* _Compiti_:
1/ Restituisci il testo del brano fornito da "E ora che si" fino a "più nella pelle." incluso.
2/ Traduci in inglese questa frase del brano fornito: "Da quando i tassi sono saliti e un Bot a 1 anno rende più del 3%, loro non stanno più nella pelle."
═══ Brano fornito
Si intitola “Jarabi” e dall’8 novembre sarà in tutte le librerie, fisiche e digitali. Spero vi piaccia.





E ora che si fa?

A proposito di misteri. E a proposito di vita e morte… Bottavio negli ultimi tempi è praticamente risorto. E anche la signora Pina sembra rinata. Da quando i tassi sono saliti e un Bot a 1 anno rende più del 3%, loro non stanno più nella pelle.

Bottavio si è ringalluzzito e va tutti i giorni in banca, nell’ultima filiale fisica rimasta nel quartiere, con un unico impiegato a presidiare e tutte le altre stanze vuote. Si mette in fila con il gruppo di vecchine azzurrine che ormai devono fare chilometri per trovare una cassa aperta con un umano con cui interagire, o uno sportello bancomat per ritirare la pensione; e non sanno come scaricare la app con l’otp pin, le password di terzo livello e il riconoscimento biometrico per poter accedere al conto. Quando, dopo un paio d’ore in fila, arriva il suo turno, Bottavio immancabilmente chiede all’impiegato: “Quanto rendono i Bot?” Proprio come ai bei tempi. Quando si sente dire 3,3% netto o qualcosa del genere, si commuove e chiede di comprarne subito 1 chilo (vendendo ovviamente le obbligazioni della banca che ha in portafoglio). Ma l’impiegato, addestrato, risponde che la direttrice ora non c’è e bisogna prendere un appuntamento. E lo rimanda a dopo Natale.
══════
═══ Materiale fornito
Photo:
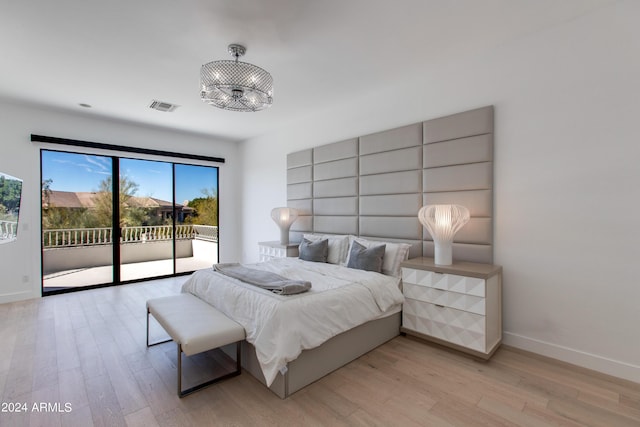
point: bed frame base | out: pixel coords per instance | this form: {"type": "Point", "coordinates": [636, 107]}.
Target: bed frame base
{"type": "Point", "coordinates": [314, 364]}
══════
* _Risultati per compito_:
1/
E ora che si fa?

A proposito di misteri. E a proposito di vita e morte… Bottavio negli ultimi tempi è praticamente risorto. E anche la signora Pina sembra rinata. Da quando i tassi sono saliti e un Bot a 1 anno rende più del 3%, loro non stanno più nella pelle.

2/ Since rates went up and a one-year Bot yields more than 3%, they can hardly contain themselves.